:: Provided data ::

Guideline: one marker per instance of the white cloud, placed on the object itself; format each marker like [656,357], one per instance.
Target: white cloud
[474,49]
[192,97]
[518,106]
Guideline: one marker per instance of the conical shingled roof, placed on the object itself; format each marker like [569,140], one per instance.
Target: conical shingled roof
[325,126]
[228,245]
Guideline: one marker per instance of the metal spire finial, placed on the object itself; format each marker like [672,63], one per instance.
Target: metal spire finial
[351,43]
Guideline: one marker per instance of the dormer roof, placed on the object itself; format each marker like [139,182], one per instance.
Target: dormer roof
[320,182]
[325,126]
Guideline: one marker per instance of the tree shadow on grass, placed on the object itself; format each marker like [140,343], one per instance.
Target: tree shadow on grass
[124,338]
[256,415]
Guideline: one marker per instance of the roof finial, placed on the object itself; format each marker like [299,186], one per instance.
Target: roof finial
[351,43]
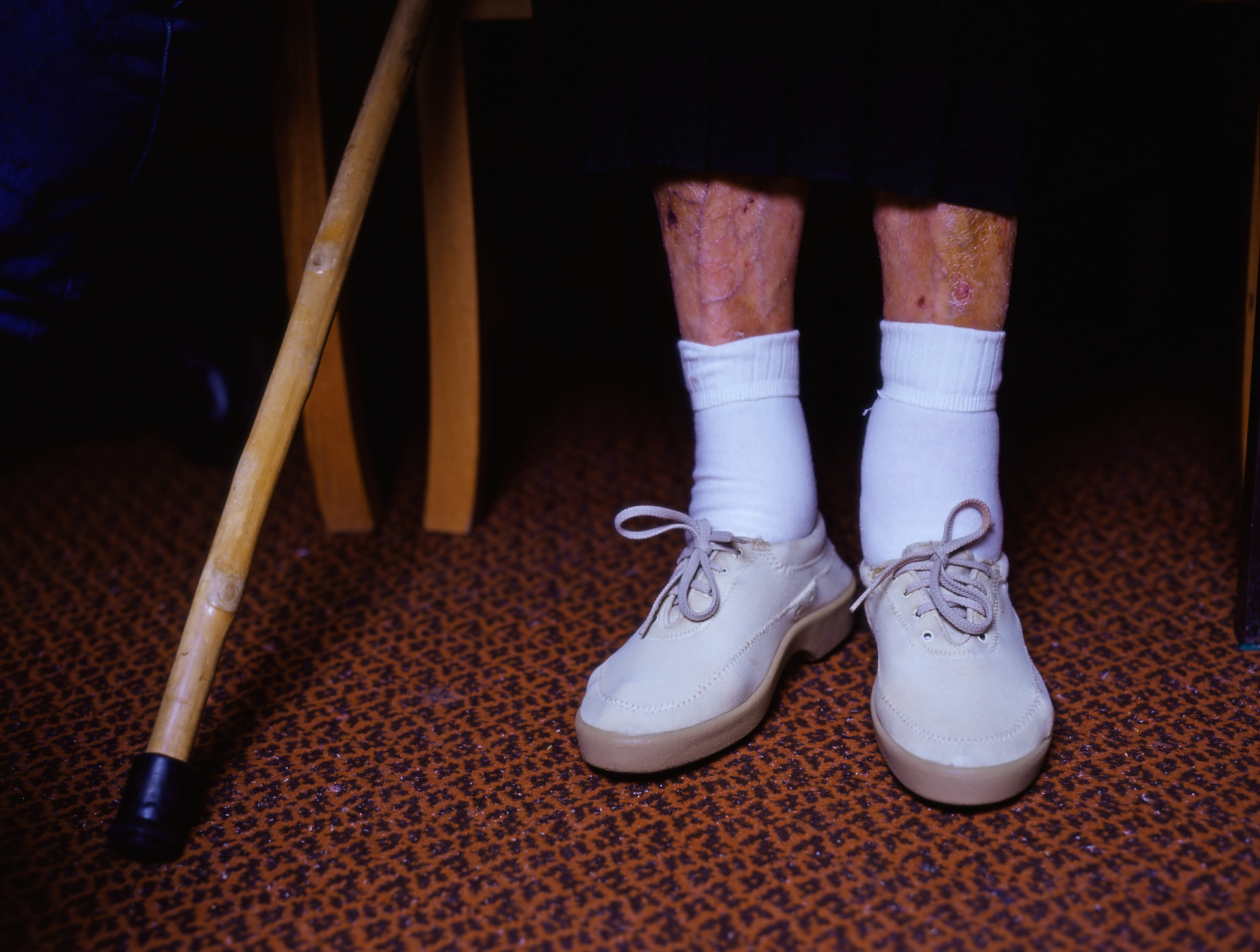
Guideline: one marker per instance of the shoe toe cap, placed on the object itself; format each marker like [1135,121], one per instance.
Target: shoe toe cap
[975,727]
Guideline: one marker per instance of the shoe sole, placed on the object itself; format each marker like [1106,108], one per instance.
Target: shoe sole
[814,635]
[959,786]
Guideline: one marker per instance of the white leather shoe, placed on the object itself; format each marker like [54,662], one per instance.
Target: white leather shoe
[960,712]
[700,673]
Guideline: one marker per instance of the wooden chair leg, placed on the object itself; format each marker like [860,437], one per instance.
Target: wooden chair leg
[450,245]
[1249,562]
[342,479]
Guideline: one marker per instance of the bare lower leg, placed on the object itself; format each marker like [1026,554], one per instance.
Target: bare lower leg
[732,246]
[944,264]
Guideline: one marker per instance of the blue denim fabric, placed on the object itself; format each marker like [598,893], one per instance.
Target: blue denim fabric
[82,86]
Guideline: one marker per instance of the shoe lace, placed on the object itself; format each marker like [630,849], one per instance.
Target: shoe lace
[949,595]
[695,568]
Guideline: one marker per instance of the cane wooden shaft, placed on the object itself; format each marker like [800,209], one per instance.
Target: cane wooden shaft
[218,592]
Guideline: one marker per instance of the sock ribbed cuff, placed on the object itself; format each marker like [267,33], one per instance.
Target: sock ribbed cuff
[943,368]
[749,369]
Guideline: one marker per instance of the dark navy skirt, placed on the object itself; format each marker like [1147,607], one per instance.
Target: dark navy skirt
[972,104]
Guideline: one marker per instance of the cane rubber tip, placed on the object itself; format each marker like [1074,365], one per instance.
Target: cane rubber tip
[153,816]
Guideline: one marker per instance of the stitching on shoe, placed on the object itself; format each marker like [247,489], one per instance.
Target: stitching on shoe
[715,678]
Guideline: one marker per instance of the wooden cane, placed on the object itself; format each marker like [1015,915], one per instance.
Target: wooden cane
[153,816]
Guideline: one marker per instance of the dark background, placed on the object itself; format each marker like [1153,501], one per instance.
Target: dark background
[1128,275]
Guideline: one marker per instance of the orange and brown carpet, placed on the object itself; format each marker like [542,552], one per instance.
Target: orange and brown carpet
[388,758]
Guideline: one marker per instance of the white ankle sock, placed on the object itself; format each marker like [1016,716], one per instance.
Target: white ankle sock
[754,474]
[932,438]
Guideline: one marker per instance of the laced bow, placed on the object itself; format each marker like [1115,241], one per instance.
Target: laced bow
[695,566]
[949,595]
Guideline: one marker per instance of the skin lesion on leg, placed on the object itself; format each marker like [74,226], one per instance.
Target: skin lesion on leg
[944,264]
[732,244]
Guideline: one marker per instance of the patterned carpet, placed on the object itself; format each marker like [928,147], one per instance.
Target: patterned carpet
[388,757]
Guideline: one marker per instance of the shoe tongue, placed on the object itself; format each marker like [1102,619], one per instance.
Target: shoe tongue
[700,601]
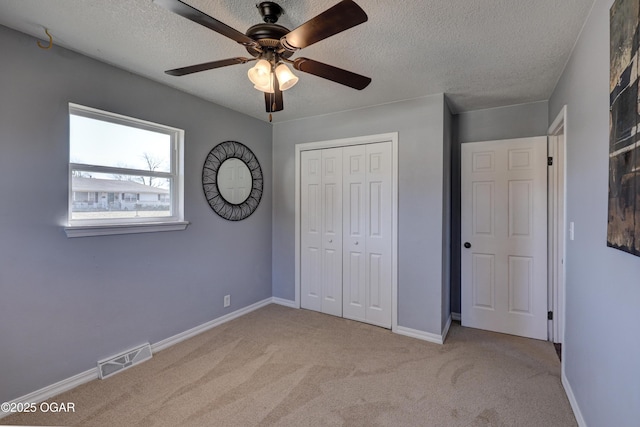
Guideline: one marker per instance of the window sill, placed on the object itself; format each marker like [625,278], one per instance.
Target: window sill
[107,230]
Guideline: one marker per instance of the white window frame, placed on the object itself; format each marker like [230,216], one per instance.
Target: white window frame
[100,227]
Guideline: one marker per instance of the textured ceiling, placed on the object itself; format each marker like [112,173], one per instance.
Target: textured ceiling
[481,53]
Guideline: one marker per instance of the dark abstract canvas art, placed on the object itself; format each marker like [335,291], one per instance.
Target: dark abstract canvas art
[623,231]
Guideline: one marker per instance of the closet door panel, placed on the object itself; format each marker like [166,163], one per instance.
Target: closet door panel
[332,231]
[311,230]
[354,219]
[378,233]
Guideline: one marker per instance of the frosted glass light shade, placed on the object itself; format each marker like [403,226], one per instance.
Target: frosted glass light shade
[260,73]
[267,86]
[286,79]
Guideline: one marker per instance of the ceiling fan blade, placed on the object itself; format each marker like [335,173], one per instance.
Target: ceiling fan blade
[332,73]
[206,66]
[180,8]
[274,101]
[334,20]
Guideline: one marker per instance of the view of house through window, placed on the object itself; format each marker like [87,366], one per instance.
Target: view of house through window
[122,170]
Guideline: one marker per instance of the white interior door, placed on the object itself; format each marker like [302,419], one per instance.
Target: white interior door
[321,230]
[367,209]
[504,235]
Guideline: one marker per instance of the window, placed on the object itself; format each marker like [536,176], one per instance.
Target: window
[125,174]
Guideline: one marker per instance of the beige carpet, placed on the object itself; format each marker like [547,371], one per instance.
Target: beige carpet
[280,366]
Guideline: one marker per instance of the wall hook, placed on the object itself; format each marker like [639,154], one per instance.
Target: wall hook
[41,46]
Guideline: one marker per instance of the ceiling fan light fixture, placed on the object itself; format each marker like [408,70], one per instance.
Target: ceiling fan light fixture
[267,86]
[260,74]
[286,79]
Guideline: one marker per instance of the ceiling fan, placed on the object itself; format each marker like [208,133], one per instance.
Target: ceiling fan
[271,45]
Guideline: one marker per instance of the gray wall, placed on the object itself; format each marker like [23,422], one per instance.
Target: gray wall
[65,303]
[420,126]
[514,121]
[602,339]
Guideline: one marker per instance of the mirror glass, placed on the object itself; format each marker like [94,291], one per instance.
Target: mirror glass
[234,181]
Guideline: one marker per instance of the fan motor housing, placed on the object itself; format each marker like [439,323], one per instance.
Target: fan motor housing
[268,35]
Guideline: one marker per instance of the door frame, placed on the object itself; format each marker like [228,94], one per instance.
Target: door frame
[557,136]
[344,142]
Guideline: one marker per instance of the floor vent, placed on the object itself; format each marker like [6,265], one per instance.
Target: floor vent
[115,364]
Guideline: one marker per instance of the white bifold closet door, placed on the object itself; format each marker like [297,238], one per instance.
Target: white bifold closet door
[346,206]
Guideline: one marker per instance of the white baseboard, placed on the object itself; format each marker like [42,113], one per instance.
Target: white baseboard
[92,374]
[572,399]
[421,335]
[55,389]
[285,302]
[168,342]
[445,330]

:: Aim of the task ::
Please quote every row above word for word, leaving out the pictures.

:: Finished exercise ::
Guideline: one marker per instance of the white cloud, placed on the object itself; format each marker like [656,357], one per instance.
Target: white cloud
[474,49]
[192,97]
[518,106]
Guideline: one marker per instance of the conical shingled roof, placed on the object itself; format each marker like [569,140], one per instance.
Target: conical shingled roof
[325,126]
[228,245]
Guideline: one marker per instance of the metal spire finial, placed on the object itself; format each marker like [672,63], one per instance.
Target: metal spire finial
[351,43]
Guideline: one marker per instance of the dormer roof, placed on the object itself; format each marker like [139,182], one per instance.
Target: dormer roof
[320,182]
[325,126]
Guideline: one marker per instance of the tree shadow on grass, placed on the object itself; format each marker like [140,343], one per instance.
Target: tree shadow on grass
[124,338]
[256,415]
Guideline: one marker per instance of the roof finial, placed on the object itself; format each marker like [299,186], one per instance.
Target: roof finial
[351,43]
Guideline: one marker per instance of the shoe toe cap, placed on the object itself; format each marker like [1135,121], one per instance.
Target: shoe toe cap
[975,727]
Guideline: one marker per instance of the shoe sole, placed on the object itself; format each marker like [1106,108], one per instance.
Target: shoe sole
[814,635]
[959,786]
Guideline: one marker per instance of the white leather shoe, placed on the object itself; format each marker like [54,662], one per instance.
Target: white leather shoe
[960,712]
[700,673]
Guideline: one marker per instance of the wooden chair leg, placed on the object itself; format each marker like [860,437], one per instance.
Target: wooden chair leg
[450,245]
[1249,562]
[342,479]
Guideline: one marker per instance of the bare lower leg, placed on the object itself; format each marker like [1026,554], one per instance.
Target: bare lower leg
[732,246]
[944,264]
Guideline: one marker per instance of the blue denim fabric, placed on the object itself; format each marker like [598,893], one per instance.
Target: blue denim fabric
[82,86]
Guideline: one marker per instance of the shoe lace, placed on the object itself; format each marker like [630,849], one per instance.
Target: shoe lace
[949,595]
[695,568]
Guideline: one marker per instance of the cane wooden shaft, placed on the object itself; format each marker like [800,209], one per instance.
Target: cane wooden shaft
[218,592]
Guideline: one marker per instance of the sock ribbed cuff, placed on the object itself; format each marker like [267,33], one per instance.
Target: sock ribbed cuff
[943,368]
[749,369]
Guideline: one marker per instance of the dark navy skirt, placed on the object itself; format each marker like [1147,607], one per instance.
Target: dark navy skirt
[972,104]
Guideline: one marker per instance of the cane rubber tip, placed on the object itself; format each marker like [1074,365], one per instance.
Target: cane rubber tip
[153,816]
Guideline: one marker per instance of the stitching on shoe, placed on the object itself; format each marker like [247,489], one per instance.
Target: stitching on shoe
[715,678]
Guideline: one marker per instance of the wooden cane, placed on the object itself; format each marker like [1015,915], one per instance.
Target: wooden cane
[153,816]
Guideline: one marker per instance of the dark background, placed on the object itself; format each marker like [1153,501], one per instance.
Target: dark background
[1128,275]
Guideline: one marker per instance of the orange and brown carpet, placed on the object itself; format each marker like [542,552], one per instance.
Target: orange and brown carpet
[388,758]
Guideline: one marker per instance of the white ankle sock, placed on the object itself; format each marker like [1016,716], one per instance.
Target: white ankle sock
[754,474]
[932,438]
Guideline: one marker per instance of the laced bow, placed on the object itself; format each marker like [1115,241], one per instance.
Target: laced bow
[695,566]
[949,595]
Guideline: one marker per instance of the skin lesion on leg, placed on the object itself; format each marker like [74,226], one per instance.
Target: skin lesion on leg
[944,264]
[732,244]
Guideline: one marker per instance of the patterned carpet, placed on the object itself; format each marker like [928,147], one per instance.
Target: patterned carpet
[388,757]
Guideline: one marker per instance of the shoe tongue, placed on the object itself; format each marker like [1102,619], one per instance.
Target: shoe tongue
[700,601]
Guideline: one marker per instance of the window sill, placed on the object itself; format each marker like [625,278], one per instance.
Target: window sill
[107,230]
Guideline: one marker per instance of the white window frame, placed on the object itself; format each marker like [230,216], one per instance.
Target: white window frame
[100,227]
Guideline: one marker per instance of the textured ceiling, placed on the object itself; format each marker like [112,173], one per instance.
Target: textured ceiling
[481,53]
Guideline: one marker per instance of the dark abstract canvas art, placed on the object itself; format each marker like [335,291], one per instance.
Target: dark abstract canvas art
[623,231]
Guideline: one marker per instance of the closet door panel, placed on the object itself; format each marker like [166,163], one per instance.
Target: closet door panel
[332,231]
[311,230]
[354,219]
[378,233]
Guideline: one marker per instance of the frosted glass light shade, placed on the object itself; format each marker like [403,226], one per instance.
Target: frosted glass light shade
[260,73]
[267,86]
[286,79]
Guideline: one marker per instance of the ceiling fan blade, placed on the object itself; format each marker like [335,173], one per instance.
Target: ceiling fan blade
[332,73]
[206,66]
[180,8]
[274,101]
[334,20]
Guideline: one marker per instance of the view of house through window, placed on the object itself; format each marker like [87,366], one per instance.
Target: view of house through window
[122,170]
Guideline: one marker per instance of the white interior door, placed on the object itself; format each marker like [302,419], one per instance.
Target: white interior door
[321,230]
[367,209]
[504,235]
Guideline: one marker per instance of the window, placed on the object itself; format each marker like [536,176], one per instance.
Target: window
[125,174]
Guideline: one marker per instance of the beige carpet, placed on the object itself; format each marker like [547,371], one per instance.
Target: beige carpet
[280,366]
Guideline: one marker per instance of the wall hook, placed on the object itself; format each marker like [639,154], one per instance.
Target: wall hook
[41,46]
Guideline: one marker per instance of the ceiling fan light fixture, placed on the object itself; format each marker like [408,70], one per instance.
Target: ceiling fan light fixture
[267,86]
[260,74]
[286,79]
Guideline: one marker per instance of the ceiling fan, placed on the object itself; format each marker like [208,133], one per instance.
Target: ceiling fan
[271,45]
Guideline: one marker per instance of the gray wall, placed on the object itself; format each marker like [23,422], one per instance.
Target: gray wall
[65,303]
[420,126]
[514,121]
[602,339]
Guideline: one marker per instance of the mirror glass, placed on the object itself; format each marker like [94,291], one per instance.
Target: mirror glass
[234,181]
Guideline: one marker per instance of the fan motor housing, placed on the object itself; format each marker like [439,323], one per instance.
Target: fan motor housing
[268,35]
Guideline: one marker per instance of the door frame, placed on the object itself; format each marker like [228,94], one per instance.
Target: door frame
[557,136]
[344,142]
Guideline: one marker per instance of the floor vent, placed on the object itself; format each marker like [6,265], one per instance.
Target: floor vent
[115,364]
Guideline: one marker per instance of the white bifold closet door, placed on the object itself; format each marker like [297,238], one per instance.
Target: white bifold closet door
[346,206]
Guideline: one marker per instance of the white baseboard, placed on the object itself; format each marker like [42,113], one per instance.
Target: white baseboard
[92,374]
[572,399]
[421,335]
[55,389]
[285,302]
[168,342]
[445,330]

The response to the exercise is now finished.